WHAT YOU HAVE TO DO. Pictures in the data below are not part of the copy; transcribe everything else exactly.

RECORDS FOR THIS TASK.

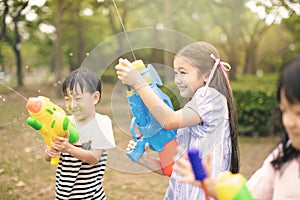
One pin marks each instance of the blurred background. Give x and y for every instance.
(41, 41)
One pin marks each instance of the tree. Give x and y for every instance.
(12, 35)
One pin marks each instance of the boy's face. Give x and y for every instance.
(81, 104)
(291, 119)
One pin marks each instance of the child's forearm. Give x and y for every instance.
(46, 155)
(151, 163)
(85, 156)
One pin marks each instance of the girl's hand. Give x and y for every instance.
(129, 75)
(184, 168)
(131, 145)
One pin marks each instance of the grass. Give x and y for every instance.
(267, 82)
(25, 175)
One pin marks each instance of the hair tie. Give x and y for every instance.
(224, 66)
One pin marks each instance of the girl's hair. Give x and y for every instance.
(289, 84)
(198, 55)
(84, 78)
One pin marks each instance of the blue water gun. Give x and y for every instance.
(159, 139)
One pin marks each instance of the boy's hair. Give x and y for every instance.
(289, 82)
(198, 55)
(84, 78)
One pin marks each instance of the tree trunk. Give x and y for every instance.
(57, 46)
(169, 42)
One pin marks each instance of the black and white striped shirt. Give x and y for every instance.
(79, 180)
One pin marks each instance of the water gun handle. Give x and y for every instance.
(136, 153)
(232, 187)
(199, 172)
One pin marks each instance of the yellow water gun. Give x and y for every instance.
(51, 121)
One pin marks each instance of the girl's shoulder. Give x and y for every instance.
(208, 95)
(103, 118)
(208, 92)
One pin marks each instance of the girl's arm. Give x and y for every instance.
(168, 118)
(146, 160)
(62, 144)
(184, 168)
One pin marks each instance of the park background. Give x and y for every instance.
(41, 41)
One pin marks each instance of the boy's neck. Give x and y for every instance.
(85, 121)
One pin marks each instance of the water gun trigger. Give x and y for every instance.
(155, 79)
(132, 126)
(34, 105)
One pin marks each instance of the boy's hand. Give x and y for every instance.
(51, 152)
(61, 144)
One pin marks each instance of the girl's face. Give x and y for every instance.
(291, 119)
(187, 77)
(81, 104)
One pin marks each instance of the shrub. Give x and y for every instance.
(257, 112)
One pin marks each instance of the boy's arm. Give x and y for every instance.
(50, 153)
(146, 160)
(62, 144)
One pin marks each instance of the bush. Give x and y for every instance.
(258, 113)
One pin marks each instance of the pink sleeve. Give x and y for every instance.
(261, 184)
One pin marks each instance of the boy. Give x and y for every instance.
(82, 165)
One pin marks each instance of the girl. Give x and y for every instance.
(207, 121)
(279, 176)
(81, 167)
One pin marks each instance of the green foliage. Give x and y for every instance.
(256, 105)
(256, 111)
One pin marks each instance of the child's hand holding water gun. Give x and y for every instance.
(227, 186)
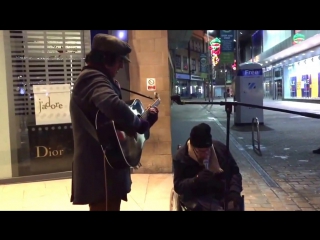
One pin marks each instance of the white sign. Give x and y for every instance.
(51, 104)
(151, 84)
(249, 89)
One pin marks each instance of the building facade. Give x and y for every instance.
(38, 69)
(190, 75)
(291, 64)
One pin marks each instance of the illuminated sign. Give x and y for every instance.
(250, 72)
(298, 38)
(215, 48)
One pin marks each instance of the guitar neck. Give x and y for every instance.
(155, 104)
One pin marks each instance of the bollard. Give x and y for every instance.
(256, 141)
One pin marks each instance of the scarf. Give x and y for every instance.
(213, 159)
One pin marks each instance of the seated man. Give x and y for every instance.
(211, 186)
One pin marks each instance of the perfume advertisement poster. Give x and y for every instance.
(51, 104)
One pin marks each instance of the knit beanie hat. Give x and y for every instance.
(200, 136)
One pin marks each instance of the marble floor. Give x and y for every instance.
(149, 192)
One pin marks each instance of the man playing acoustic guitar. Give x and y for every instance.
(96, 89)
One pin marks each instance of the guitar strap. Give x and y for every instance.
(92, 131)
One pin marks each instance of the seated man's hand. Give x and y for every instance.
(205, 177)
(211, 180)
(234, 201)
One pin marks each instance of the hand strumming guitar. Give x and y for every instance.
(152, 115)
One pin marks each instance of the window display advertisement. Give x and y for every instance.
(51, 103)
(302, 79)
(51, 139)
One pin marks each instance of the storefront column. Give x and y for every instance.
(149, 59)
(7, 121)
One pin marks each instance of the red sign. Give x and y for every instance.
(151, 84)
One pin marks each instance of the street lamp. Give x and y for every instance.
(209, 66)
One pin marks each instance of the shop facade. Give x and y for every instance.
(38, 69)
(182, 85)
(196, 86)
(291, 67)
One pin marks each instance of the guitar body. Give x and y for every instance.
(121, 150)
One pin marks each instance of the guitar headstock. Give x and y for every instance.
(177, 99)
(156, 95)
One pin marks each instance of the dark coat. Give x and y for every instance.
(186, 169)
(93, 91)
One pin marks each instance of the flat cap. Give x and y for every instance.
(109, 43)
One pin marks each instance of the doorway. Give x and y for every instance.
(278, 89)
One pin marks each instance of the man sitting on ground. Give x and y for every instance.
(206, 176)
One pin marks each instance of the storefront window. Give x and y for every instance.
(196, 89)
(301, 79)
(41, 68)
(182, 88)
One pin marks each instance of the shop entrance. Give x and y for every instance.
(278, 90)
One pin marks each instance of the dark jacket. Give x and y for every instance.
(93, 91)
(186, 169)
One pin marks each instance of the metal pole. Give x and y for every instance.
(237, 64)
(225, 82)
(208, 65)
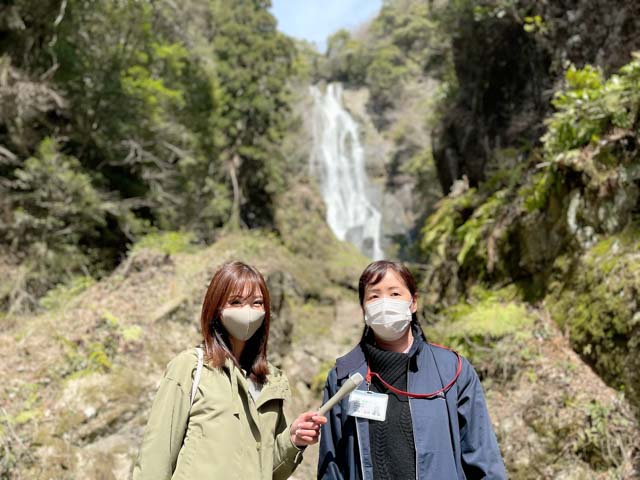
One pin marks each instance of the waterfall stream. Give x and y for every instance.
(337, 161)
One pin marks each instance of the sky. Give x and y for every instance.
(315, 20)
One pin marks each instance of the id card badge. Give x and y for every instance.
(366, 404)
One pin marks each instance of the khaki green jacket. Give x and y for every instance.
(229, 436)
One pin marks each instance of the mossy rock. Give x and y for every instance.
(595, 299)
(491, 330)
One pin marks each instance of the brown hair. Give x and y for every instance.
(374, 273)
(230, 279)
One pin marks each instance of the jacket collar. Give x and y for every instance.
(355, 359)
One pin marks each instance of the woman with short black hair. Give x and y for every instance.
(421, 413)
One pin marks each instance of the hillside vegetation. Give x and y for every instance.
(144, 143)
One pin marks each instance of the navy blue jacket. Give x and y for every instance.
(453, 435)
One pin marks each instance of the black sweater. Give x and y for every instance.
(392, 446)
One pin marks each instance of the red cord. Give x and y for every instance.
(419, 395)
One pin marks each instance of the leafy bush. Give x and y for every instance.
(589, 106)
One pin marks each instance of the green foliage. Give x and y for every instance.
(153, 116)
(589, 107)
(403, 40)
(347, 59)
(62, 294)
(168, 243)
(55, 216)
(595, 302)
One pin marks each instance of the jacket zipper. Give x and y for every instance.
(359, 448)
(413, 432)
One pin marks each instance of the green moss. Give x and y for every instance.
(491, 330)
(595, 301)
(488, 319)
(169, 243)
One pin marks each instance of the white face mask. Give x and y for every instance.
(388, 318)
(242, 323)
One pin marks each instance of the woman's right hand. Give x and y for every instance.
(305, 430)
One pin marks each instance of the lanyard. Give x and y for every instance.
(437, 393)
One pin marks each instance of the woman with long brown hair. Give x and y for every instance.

EXERCISE OUTPUT.
One pin marks each instance of the blurred background. Give x and y for every instance.
(41, 41)
One pin marks each instance of the tree. Give x and y for every instance.
(12, 35)
One pin marks each instance of the boy's face. Give x and y for every instance.
(81, 104)
(291, 119)
One pin marks each instance of the child's forearm. Give x and y for every instance.
(46, 155)
(151, 163)
(85, 156)
One pin marks each instance of the girl's hand. Give x and y for every instance.
(129, 75)
(184, 168)
(131, 145)
One pin marks each instance of the grass. Give x and y for every instance.
(267, 82)
(25, 175)
One pin marks each instance of the hair tie. Give x and y for every instance.
(224, 66)
One pin marks each instance of the girl's hair. Give x and y for every instance.
(289, 84)
(198, 55)
(84, 78)
One pin marks each instance of the blue water gun. Give x and y for every instance.
(159, 139)
One pin marks each instance of the boy's hair. Give x and y for every instance.
(289, 82)
(198, 55)
(84, 78)
One pin marks each instance of the tree trunk. Give x and y for every instance.
(57, 46)
(169, 42)
One pin marks each instance of the black and white striped shirt. Give x and y for every instance.
(79, 180)
One pin marks each instance of the water gun handle. Give x and y for every instance.
(136, 153)
(232, 187)
(199, 172)
One pin marks each instance of the yellow water gun. Give x and y for every instance.
(51, 121)
One pin marks each instance of the girl's shoulder. Give x and y for every instance.
(208, 95)
(103, 118)
(208, 92)
One pin marks each instance of the girl's arm. Give x and y for every instance.
(168, 118)
(146, 160)
(62, 144)
(184, 168)
One pin marks each instance of the park background. Give x and y for every instance.
(41, 41)
One pin marks each instance of the boy's neck. Give x and y for every instance.
(85, 121)
One pin marks each instance of the water gun trigger. Give x and y for every instance.
(155, 79)
(132, 126)
(34, 105)
One pin marks each instance of the boy's hand. Give x and y for every instance.
(51, 152)
(61, 144)
One pin marks each instance of the girl's face. Give x and y for every instance.
(291, 119)
(187, 77)
(81, 104)
One pin marks each instance of the shrub. Give x and y for every instance.
(257, 112)
One pin marks each instance of the boy's arm. Give x and y for every instance.
(50, 153)
(146, 160)
(62, 144)
One pin marks each instance of the bush. Give x and y for every instance.
(258, 113)
One pin marks each instance of the pink sleeve. Give x and y for every instance.
(261, 184)
One pin marks each instance of the boy. Give x and y for every instance.
(82, 165)
One pin marks each instance of the girl. Give x and y for every instance.
(207, 121)
(279, 176)
(81, 167)
One pin marks each instance of the green foliage. Give x and y for every instance.
(256, 105)
(256, 111)
One pin marks each instance of the child's hand holding water gun. Give x and y for every instance.
(227, 186)
One pin marks each instance of the white sign. Give x and y for every instance.
(51, 104)
(151, 84)
(249, 89)
One pin marks each instance of the building facade. Give x and y for every instance.
(38, 69)
(190, 75)
(291, 64)
One pin marks each instance of the illuminated sign. Give x and y for every instance.
(250, 72)
(298, 38)
(215, 48)
One pin marks each instance of the guitar neck. Give x and y for every instance.
(155, 104)
One pin marks each instance of the bollard. Give x and y for every instance.
(256, 141)
One pin marks each instance of the scarf. Give x and y for every instance.
(213, 159)
One pin marks each instance of the seated man. Give x and y for every instance.
(211, 186)
One pin marks each instance of the perfume advertisement poster. Give x and y for every instance.
(51, 104)
One pin marks each instance of the knit beanie hat. Give x and y for every instance.
(200, 136)
One pin marks each instance of the marble floor. Give x and y for every instance.
(149, 192)
One pin marks each instance of the man playing acoustic guitar. Give x and y for every instance.
(96, 89)
One pin marks each instance of the guitar strap. Give x and y for every instance.
(92, 131)
One pin marks each instance of the seated man's hand. Give x and y for every instance.
(205, 177)
(211, 180)
(234, 201)
One pin marks each instance of the hand strumming guitar. Give x and y for every instance.
(152, 115)
One pin marks each instance of the window display advertisement. Give x and y for every instance.
(51, 103)
(302, 79)
(51, 139)
One pin marks each instance of the storefront column. Give x and y for every instance.
(149, 59)
(7, 121)
One pin marks each instance of the red sign. Give x and y for every instance.
(151, 84)
One pin marks each instance of the street lamp. Give x and y for every instance.
(209, 66)
One pin marks each instance of the shop facade. Give x and y for every instance.
(38, 69)
(182, 85)
(196, 86)
(291, 67)
One pin marks each instance of the guitar body. Give x and y for every instance.
(121, 150)
One pin marks each instance of the guitar headstock. Give x and y for every instance.
(177, 99)
(156, 95)
One pin marks each instance of the dark coat. Give x and y for every instance.
(186, 169)
(93, 91)
One pin marks each instance of the flat cap. Give x and y for every instance.
(109, 43)
One pin marks each instance of the doorway. Give x and y for every instance.
(278, 89)
One pin marks each instance of the man sitting on ground. Give x and y for every instance.
(206, 176)
One pin marks each instance of the storefront window. Give x and y for every instance.
(196, 89)
(301, 79)
(41, 68)
(182, 88)
One pin marks each instance of the shop entrance. Give x and y for every instance.
(278, 90)
One pin marks each instance of the dark jacket. Give x and y for every instance.
(93, 91)
(186, 169)
One pin marks each instance of the metal pole. Give x and y for every instance.
(237, 64)
(225, 82)
(208, 65)
One pin marks each instance of the waterfall stream. Give x and y for every instance.
(337, 161)
One pin marks each instance of the sky. Give x and y for every instance.
(315, 20)
One pin marks each instance of the id card badge. Give x and y for every instance.
(366, 404)
One pin marks each instance of the khaki green jacket. Give x and y for every instance.
(229, 436)
One pin marks each instance of the mossy rock. Give x and y for every instance.
(595, 299)
(491, 330)
One pin marks each instance of the brown hair. Give x and y for every instance.
(374, 273)
(230, 279)
One pin marks each instance of the jacket collar. Give x and y for every instance.
(355, 359)
One pin marks each instance of the woman with short black hair. Give x and y for every instance.
(421, 413)
One pin marks each instance of the hillside vegetation. Give x and y for every instance.
(144, 143)
One pin marks each instance of the navy blue jacket. Give x and y for every instance.
(453, 435)
One pin marks each instance of the black sweater. Give x and y for every instance.
(392, 446)
One pin marks each instance of the red cord. Give x and y for every instance.
(419, 395)
One pin marks each instance of the leafy bush. Give x and y for every instance.
(589, 106)
One pin marks each instance of the green foliage. Give x and y for every instance.
(153, 116)
(589, 107)
(403, 40)
(347, 59)
(62, 294)
(168, 243)
(55, 216)
(595, 302)
One pin marks each instance of the jacket zipper. Give x and y for every instance.
(359, 448)
(413, 432)
One pin marks each instance of the green moss. Give x and y for every instance.
(491, 330)
(595, 301)
(488, 319)
(169, 243)
One pin marks each instance of the white face mask. Give x and y for every instance.
(388, 318)
(242, 323)
One pin marks each instance of the woman's right hand. Give x and y for every instance.
(305, 430)
One pin marks each instance of the lanyard. Give x and y for every instance.
(437, 393)
One pin marks each instance of the woman with long brown hair. Give x and y for every instance.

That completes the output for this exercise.